Some records:

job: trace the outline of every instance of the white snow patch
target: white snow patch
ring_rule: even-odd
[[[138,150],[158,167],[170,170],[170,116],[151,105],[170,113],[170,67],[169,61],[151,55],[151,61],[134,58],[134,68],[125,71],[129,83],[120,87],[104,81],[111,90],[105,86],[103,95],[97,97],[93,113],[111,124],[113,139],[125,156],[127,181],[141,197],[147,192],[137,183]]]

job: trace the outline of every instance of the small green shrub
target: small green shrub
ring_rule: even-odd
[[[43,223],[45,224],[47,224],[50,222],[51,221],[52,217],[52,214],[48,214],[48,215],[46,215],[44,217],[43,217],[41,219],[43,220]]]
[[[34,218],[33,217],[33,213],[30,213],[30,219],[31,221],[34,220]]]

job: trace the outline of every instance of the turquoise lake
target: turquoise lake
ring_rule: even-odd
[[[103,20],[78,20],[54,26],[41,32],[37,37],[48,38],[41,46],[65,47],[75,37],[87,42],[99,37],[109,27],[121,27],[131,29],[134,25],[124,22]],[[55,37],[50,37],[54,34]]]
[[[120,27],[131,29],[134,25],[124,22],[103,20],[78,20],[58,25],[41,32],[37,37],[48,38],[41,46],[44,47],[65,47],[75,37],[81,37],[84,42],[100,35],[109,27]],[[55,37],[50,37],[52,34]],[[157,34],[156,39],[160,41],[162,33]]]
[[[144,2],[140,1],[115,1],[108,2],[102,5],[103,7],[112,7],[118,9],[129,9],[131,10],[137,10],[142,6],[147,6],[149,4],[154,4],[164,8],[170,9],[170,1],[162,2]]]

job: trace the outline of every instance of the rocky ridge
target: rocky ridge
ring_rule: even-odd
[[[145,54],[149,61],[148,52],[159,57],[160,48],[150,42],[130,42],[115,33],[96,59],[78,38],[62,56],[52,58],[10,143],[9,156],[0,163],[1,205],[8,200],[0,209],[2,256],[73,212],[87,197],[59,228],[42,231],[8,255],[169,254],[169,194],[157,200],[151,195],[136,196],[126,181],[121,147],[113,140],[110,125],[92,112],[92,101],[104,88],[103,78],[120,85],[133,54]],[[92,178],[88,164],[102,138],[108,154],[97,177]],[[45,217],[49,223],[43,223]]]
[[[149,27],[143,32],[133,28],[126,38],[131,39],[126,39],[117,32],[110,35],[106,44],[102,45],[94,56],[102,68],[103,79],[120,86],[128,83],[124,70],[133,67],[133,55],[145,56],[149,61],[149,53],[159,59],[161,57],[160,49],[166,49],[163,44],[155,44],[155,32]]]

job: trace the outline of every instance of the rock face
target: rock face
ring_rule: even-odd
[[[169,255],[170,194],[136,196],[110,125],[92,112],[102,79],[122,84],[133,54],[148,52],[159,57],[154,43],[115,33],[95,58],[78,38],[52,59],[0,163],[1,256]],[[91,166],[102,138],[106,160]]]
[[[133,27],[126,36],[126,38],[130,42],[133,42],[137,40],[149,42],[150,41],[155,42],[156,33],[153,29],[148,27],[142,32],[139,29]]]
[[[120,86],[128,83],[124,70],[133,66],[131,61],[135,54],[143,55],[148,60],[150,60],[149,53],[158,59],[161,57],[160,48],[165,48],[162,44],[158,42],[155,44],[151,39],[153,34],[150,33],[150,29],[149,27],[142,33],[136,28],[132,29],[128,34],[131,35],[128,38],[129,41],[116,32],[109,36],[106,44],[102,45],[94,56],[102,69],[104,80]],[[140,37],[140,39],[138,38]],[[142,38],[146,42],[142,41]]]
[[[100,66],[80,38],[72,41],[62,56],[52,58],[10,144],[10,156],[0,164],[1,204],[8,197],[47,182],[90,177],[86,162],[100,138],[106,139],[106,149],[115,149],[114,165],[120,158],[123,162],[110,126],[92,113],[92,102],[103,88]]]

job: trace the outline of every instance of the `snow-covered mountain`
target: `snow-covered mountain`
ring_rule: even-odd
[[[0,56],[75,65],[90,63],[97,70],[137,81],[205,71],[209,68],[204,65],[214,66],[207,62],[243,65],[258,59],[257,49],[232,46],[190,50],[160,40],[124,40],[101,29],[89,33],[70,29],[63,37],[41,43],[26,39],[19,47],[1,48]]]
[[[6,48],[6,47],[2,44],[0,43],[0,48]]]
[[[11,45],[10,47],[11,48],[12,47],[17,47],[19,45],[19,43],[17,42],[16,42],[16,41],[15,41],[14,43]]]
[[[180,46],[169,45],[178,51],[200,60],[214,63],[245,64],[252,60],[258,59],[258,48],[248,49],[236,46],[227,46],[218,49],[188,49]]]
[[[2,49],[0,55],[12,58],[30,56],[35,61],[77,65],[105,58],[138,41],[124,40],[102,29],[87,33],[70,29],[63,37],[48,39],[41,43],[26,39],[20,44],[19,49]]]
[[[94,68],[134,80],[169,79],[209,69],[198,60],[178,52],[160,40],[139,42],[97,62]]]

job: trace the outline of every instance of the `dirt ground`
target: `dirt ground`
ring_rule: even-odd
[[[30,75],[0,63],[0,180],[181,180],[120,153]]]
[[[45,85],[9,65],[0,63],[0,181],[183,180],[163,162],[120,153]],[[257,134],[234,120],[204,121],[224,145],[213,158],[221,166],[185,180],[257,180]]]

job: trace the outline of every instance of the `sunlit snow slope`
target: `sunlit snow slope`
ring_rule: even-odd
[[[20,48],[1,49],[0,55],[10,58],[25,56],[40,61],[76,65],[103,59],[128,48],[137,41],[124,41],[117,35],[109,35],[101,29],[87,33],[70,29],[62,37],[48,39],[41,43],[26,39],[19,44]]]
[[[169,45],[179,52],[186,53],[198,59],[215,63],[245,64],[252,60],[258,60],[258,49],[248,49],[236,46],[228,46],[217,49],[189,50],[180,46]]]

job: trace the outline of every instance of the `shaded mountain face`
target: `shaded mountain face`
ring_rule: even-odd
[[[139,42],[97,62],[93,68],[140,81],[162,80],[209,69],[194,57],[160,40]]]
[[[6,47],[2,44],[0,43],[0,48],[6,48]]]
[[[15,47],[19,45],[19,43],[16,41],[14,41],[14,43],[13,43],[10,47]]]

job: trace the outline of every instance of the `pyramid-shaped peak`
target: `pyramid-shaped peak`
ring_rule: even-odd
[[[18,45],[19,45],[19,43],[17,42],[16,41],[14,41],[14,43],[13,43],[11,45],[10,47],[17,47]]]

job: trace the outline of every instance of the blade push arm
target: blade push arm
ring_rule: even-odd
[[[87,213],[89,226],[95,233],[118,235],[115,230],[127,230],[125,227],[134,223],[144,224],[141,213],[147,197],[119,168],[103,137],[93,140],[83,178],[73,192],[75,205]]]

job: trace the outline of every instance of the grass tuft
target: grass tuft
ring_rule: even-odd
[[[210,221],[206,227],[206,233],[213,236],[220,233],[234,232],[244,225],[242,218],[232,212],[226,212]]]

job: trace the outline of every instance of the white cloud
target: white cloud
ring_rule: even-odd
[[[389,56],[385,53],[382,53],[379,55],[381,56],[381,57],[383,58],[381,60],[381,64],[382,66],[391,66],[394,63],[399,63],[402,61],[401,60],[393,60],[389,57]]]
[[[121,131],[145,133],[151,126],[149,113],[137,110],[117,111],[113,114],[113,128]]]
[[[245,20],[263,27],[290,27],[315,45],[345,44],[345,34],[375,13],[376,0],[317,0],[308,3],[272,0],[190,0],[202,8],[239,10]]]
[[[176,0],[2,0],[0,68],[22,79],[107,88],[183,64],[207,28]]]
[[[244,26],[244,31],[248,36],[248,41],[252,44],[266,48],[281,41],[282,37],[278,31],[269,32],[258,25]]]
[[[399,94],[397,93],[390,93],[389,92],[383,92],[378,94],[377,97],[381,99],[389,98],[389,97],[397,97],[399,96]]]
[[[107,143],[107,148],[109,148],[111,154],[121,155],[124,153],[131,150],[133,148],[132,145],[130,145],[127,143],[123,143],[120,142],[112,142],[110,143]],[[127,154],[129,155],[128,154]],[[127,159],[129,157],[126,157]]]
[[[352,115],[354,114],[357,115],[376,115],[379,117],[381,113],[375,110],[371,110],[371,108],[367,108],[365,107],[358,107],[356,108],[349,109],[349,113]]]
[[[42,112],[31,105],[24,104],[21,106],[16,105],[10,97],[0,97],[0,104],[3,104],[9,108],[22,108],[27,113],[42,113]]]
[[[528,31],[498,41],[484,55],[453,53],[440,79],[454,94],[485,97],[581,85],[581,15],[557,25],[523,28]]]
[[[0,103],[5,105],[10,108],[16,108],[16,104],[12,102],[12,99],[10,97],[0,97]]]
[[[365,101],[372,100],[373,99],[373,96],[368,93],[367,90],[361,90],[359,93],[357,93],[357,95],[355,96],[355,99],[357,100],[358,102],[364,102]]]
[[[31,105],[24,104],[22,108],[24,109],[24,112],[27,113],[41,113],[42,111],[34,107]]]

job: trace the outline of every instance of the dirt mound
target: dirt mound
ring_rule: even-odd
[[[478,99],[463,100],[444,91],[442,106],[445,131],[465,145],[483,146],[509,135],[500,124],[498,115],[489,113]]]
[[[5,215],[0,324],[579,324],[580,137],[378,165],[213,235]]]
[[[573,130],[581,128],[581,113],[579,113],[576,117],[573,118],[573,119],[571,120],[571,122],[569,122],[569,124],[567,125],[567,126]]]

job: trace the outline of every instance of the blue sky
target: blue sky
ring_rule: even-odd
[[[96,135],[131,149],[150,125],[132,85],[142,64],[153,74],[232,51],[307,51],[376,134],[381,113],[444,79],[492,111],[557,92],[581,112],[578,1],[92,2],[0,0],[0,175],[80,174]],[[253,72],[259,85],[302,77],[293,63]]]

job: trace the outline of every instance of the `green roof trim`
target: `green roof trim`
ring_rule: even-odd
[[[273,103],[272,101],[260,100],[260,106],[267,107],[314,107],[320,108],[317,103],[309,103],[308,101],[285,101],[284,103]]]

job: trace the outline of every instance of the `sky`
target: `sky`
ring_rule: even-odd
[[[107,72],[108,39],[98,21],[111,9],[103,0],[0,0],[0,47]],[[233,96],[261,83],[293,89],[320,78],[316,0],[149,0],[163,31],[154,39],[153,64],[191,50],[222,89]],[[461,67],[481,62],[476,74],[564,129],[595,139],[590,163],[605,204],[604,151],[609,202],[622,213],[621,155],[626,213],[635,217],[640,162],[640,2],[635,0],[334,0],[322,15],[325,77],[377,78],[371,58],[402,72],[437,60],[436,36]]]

■ Required work:
Copy out exactly the lines between the line with "job: trace the outline of every instance of the dirt" and the last line of the entries, counting both of those lines.

■ Reply to the exercise:
job: trace the outline of every instance of the dirt mound
target: dirt mound
ring_rule: even-odd
[[[478,99],[463,100],[444,91],[442,106],[445,131],[465,145],[483,146],[509,135],[500,124],[498,115],[489,113]]]
[[[5,215],[0,324],[579,324],[580,137],[378,165],[213,235]]]
[[[573,130],[581,128],[581,113],[579,113],[576,117],[573,118],[573,119],[571,120],[571,122],[569,122],[569,124],[567,125],[567,126]]]

job: trace the outline of every instance of the blue sky
target: blue sky
ring_rule: even-odd
[[[96,135],[131,149],[150,125],[132,85],[142,64],[153,74],[232,51],[307,51],[376,134],[381,113],[444,79],[492,111],[557,92],[581,112],[578,1],[92,2],[0,0],[0,175],[80,174]],[[253,72],[259,85],[302,77],[293,63]]]

job: trace the outline of every instance of the `green roof trim`
target: `green roof trim`
ring_rule: even-odd
[[[273,103],[272,101],[260,100],[260,106],[267,107],[314,107],[320,108],[317,103],[309,103],[308,101],[285,101],[284,103]]]

job: trace the outline of every instance of the `sky`
target: `sky`
ring_rule: even-odd
[[[107,72],[108,39],[98,21],[111,9],[103,0],[0,0],[0,47]],[[233,96],[261,83],[293,89],[320,78],[316,0],[149,0],[163,31],[154,39],[153,64],[191,50],[222,89]],[[461,67],[481,62],[476,74],[564,129],[595,139],[590,163],[605,204],[604,151],[609,202],[622,213],[621,155],[626,213],[635,217],[640,162],[640,2],[635,0],[334,0],[322,15],[325,77],[377,78],[371,58],[402,72],[437,60],[436,36]]]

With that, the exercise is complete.